Show each line of the data below that contains the word "foreground".

• • • • • • •

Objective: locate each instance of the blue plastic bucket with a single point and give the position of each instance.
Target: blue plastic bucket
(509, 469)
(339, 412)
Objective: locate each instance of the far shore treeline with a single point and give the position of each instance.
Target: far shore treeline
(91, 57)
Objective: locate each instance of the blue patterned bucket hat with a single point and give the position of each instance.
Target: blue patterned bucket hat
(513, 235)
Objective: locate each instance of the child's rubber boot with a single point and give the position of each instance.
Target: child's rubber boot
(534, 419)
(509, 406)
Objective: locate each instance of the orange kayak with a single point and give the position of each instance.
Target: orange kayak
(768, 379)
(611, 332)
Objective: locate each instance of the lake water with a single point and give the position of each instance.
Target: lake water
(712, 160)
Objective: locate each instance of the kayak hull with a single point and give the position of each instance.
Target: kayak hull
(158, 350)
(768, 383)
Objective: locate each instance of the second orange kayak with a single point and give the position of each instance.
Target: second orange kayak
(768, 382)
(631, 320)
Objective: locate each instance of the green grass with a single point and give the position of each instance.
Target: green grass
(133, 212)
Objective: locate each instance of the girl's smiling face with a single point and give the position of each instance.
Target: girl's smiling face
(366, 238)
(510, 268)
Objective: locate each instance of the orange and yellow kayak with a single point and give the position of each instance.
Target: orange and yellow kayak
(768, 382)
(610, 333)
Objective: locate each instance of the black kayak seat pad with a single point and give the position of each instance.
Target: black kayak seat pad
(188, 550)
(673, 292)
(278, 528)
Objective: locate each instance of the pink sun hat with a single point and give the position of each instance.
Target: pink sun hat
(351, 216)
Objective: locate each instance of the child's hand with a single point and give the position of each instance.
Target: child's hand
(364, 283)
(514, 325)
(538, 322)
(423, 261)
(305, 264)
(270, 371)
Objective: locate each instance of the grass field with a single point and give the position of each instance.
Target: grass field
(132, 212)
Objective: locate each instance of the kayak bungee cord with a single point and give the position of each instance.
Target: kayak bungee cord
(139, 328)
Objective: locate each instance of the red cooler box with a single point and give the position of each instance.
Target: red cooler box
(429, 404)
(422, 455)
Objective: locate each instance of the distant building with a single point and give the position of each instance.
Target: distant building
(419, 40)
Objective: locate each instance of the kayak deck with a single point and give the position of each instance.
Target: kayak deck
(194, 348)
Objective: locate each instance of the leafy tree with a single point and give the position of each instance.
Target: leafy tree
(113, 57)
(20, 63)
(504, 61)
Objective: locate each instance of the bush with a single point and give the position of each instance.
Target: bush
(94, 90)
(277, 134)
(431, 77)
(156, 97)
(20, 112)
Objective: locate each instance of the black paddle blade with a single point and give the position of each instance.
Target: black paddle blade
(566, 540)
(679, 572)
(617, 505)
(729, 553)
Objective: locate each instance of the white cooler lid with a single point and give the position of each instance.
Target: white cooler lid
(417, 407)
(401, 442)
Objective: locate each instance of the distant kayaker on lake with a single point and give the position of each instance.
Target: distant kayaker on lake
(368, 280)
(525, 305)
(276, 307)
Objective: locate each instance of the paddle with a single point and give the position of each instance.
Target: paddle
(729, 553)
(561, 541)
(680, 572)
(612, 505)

• • • • • • •

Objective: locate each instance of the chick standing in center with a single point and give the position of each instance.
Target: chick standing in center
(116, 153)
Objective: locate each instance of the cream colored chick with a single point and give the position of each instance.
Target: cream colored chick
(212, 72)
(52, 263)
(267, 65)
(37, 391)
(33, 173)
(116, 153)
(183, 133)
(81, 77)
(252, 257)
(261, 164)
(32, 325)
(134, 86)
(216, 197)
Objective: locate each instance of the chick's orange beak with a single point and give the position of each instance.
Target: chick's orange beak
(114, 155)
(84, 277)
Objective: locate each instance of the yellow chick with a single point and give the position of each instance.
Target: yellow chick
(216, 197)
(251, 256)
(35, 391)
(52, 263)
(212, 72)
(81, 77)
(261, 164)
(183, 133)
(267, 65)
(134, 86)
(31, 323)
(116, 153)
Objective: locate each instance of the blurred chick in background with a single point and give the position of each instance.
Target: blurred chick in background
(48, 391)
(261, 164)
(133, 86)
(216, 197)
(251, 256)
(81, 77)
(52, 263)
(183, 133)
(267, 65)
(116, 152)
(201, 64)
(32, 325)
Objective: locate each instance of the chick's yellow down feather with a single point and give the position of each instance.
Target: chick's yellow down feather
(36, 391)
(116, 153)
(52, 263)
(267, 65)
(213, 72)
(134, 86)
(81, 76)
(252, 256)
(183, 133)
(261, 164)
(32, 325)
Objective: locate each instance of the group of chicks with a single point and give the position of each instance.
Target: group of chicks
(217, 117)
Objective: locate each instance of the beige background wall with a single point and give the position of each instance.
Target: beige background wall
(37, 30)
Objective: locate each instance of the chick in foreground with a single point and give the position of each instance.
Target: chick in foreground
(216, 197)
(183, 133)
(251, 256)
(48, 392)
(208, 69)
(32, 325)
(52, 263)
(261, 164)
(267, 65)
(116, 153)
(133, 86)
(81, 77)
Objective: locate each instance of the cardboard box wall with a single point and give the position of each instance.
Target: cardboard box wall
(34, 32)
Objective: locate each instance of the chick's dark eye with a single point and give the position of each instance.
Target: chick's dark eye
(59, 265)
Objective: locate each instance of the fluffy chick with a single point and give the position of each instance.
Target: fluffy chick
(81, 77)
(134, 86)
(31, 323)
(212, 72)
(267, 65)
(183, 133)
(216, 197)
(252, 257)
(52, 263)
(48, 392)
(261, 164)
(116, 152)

• • • • • • •

*Task answer*:
Objective: locate each instance of the chick in foreground with a single point and give the position of each instance.
Target: chick in foreground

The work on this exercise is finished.